**Data listing**
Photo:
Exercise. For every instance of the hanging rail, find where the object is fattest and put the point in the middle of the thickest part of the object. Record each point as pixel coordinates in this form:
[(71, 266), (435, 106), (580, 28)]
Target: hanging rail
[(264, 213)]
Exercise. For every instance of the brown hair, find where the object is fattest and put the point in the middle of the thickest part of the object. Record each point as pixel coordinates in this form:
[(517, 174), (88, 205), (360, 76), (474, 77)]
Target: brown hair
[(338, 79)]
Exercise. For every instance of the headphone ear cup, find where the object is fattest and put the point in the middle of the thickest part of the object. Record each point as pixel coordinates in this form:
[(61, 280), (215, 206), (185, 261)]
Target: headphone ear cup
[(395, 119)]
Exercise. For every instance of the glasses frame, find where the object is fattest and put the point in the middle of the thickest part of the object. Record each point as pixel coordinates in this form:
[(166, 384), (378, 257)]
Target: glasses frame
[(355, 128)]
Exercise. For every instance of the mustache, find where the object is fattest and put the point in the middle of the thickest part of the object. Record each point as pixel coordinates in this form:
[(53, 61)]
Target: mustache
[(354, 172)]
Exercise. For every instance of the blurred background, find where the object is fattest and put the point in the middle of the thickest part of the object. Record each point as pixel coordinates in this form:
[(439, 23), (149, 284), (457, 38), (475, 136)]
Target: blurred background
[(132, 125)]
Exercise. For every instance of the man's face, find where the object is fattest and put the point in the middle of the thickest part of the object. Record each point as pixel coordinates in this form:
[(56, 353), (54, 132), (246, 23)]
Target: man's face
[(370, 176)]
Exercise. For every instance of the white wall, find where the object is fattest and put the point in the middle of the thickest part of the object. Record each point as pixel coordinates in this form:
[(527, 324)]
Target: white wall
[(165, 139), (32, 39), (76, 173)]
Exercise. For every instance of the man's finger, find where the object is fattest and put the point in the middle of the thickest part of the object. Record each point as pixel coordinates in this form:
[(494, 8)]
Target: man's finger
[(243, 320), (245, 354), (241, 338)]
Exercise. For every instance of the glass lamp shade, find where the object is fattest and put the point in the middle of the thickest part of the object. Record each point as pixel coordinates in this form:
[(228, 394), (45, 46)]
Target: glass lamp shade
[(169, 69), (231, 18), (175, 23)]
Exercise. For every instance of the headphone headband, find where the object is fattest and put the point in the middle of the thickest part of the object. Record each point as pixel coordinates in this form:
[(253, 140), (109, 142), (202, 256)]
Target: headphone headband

**What you are asked to do**
Reproduce the listing above line for line, with no changes.

**Complete answer**
Photo:
Exercise. For every instance of the hanging rail, find where the object is fattest and put the point in the middle of the thickest part of the object. Record each point as pixel coordinates in this form:
[(71, 266), (435, 106), (580, 28)]
Target: hanging rail
[(264, 213)]
Exercise. For every instance of the brown hair, find where the object is fattest and put the point in the middle of the thickest part of the object. Record each point as pixel coordinates in this form:
[(517, 174), (88, 205), (360, 76), (474, 77)]
Target: brown hair
[(338, 79)]
Exercise. For every instance of the headphone ear cup, find where the object is fattest and put the point in the middle of the thickest part of the object. Record each point as pixel coordinates in this form:
[(61, 280), (215, 206), (185, 261)]
Target: headphone ear cup
[(395, 119)]
Exercise. For every instance of the glasses frame, find where the object is fattest and put the point in the middle of the thickest part of the object. Record each point as pixel coordinates in this form:
[(166, 384), (378, 257)]
Target: glasses frame
[(355, 128)]
Exercise. For every instance of the mustache, find where the object is fattest and put the point in the middle of the thickest part of the object. Record each point as pixel coordinates in this form:
[(53, 61)]
Target: mustache
[(354, 172)]
Exercise. For every instance of the blurred background, find where the object is fattest and put the point in the middle of the thickest part of the object. Record each point as pixel coordinates in this form:
[(439, 23), (149, 284), (457, 38), (475, 136)]
Target: blurred background
[(132, 125)]
Exercise. For every instance of the man's face, find where the object is fattest and put the point in the middle of the thickest part of the object. Record each point as pixel coordinates in this form:
[(56, 353), (54, 132), (246, 23)]
Target: man's face
[(370, 176)]
Exercise. For every instance of the white wall, find where the object is fattest and put the point in the middle of the thickest part of the object. Record each point as pixel coordinates in this form:
[(527, 324)]
Target: white wall
[(165, 139), (32, 39), (76, 173)]
Exercise. For every instance of the man's finger, find where the object is fattest and put the point in the middle of the thickest part of the object. Record each point as pixel coordinates in this form:
[(494, 8)]
Target: man's finger
[(243, 320), (245, 354), (241, 338)]
Exercise. For every instance of the glass lamp shade, find where the object is fattest and put the point in the middle of the thickest part of the object. Record each point as pixel coordinates in this form:
[(228, 394), (45, 46)]
Target: glass lamp shade
[(169, 69), (231, 18), (175, 23)]
Exercise. For every instance of the headphone headband, find where the object is fattest and put the point in the middle of the thickest part of the object. Record each point as pixel coordinates in this form:
[(253, 140), (109, 142), (202, 256)]
Target: headphone headband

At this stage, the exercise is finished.